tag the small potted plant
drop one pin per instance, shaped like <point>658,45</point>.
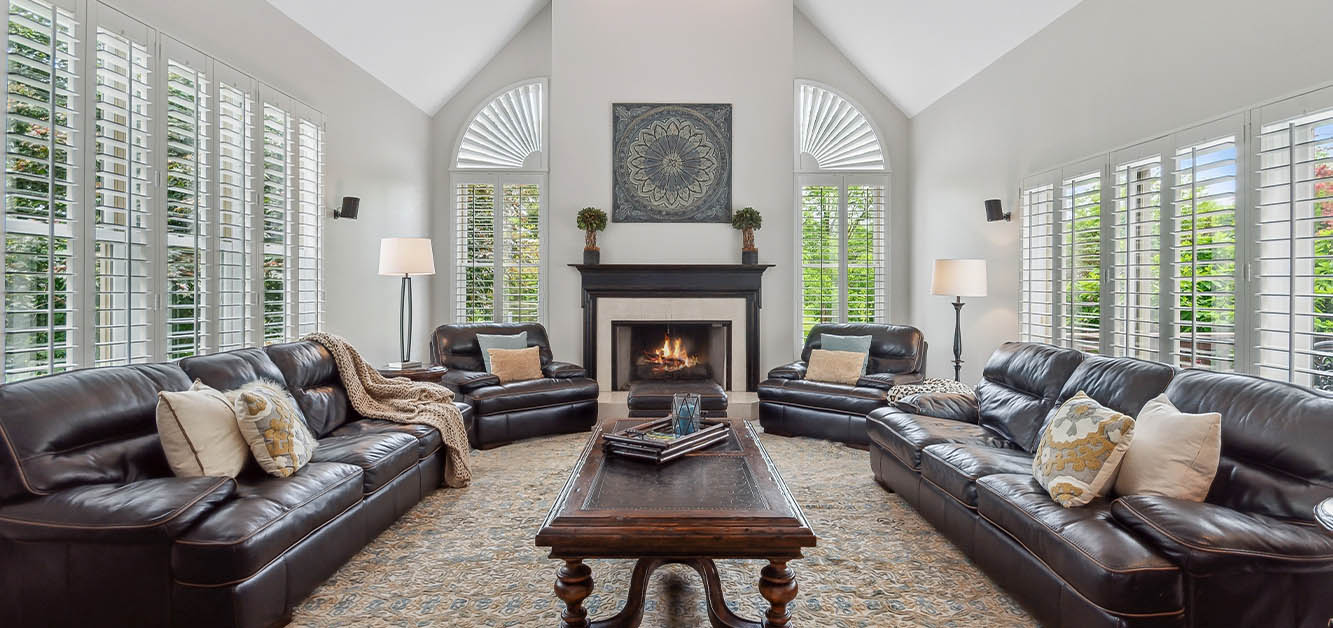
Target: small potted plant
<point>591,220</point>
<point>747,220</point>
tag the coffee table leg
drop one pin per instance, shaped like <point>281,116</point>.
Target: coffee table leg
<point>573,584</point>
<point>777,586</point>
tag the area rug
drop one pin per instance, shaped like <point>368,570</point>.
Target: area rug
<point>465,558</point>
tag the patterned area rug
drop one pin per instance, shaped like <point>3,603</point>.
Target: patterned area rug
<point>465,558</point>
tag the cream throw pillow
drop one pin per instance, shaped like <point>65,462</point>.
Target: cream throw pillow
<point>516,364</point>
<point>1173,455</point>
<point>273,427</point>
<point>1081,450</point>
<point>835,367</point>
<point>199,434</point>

:::::

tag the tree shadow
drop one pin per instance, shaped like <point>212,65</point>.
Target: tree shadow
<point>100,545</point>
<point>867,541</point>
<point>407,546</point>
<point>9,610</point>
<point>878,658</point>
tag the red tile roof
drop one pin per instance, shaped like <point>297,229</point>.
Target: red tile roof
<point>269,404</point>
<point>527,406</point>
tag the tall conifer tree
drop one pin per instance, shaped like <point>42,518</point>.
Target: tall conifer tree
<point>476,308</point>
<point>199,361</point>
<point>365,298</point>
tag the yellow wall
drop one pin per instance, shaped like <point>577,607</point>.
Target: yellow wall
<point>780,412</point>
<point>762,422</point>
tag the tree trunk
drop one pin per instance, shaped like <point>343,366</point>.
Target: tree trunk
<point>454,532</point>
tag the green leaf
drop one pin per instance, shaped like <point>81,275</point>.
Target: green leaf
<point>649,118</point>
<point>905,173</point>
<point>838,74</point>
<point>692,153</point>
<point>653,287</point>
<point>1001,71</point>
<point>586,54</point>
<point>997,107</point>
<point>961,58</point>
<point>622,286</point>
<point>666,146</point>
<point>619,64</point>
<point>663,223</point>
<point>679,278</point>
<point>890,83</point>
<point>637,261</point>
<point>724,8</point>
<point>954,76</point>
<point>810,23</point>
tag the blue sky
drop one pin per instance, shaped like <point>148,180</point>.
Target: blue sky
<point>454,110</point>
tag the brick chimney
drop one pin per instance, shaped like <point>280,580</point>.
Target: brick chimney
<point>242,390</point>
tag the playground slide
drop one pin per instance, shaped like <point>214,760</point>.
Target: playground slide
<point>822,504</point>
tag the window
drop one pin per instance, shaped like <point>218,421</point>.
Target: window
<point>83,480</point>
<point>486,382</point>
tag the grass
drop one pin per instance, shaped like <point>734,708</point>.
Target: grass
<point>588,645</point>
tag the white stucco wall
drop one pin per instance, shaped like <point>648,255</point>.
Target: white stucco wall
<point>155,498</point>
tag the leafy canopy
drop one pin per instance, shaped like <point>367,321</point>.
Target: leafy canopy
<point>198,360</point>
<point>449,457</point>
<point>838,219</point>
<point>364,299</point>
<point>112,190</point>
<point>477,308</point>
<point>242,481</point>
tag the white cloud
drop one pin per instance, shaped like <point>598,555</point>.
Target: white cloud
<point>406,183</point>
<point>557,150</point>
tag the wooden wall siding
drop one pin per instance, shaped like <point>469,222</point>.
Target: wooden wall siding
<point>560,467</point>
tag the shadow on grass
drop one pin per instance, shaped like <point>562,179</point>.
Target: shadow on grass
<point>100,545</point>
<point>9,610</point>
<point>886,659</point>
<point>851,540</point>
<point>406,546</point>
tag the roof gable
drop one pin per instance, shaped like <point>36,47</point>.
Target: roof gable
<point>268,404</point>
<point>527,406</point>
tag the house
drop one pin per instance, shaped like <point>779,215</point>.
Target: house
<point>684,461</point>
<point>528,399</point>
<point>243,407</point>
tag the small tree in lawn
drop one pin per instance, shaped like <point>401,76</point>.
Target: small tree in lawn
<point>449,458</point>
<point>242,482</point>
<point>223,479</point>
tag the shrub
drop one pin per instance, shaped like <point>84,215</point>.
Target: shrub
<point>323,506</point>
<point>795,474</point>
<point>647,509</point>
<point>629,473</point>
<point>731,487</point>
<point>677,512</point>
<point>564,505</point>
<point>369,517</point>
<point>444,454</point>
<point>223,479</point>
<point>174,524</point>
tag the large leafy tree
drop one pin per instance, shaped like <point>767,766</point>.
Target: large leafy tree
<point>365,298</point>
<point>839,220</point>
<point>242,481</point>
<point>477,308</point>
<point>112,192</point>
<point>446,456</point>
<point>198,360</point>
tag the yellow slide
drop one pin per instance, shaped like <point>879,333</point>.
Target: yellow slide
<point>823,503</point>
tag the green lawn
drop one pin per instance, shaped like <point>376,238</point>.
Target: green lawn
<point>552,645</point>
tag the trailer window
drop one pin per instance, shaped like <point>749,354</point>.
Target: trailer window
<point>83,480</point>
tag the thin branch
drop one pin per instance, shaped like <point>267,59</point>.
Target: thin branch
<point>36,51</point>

:::::

### About this task
Output the lines above exactly, but only those between the line holding "Target: house" and the line holding "drop one pin per instance, shaped like <point>84,215</point>.", inclusive.

### The completed task
Target: house
<point>684,461</point>
<point>528,399</point>
<point>243,407</point>
tag the small tree in lawn
drop one pin per instance, shaped like <point>401,76</point>.
Target: small tree in lawn
<point>449,458</point>
<point>242,482</point>
<point>223,479</point>
tag the shrub
drop one pin per instance, shaped like <point>84,215</point>.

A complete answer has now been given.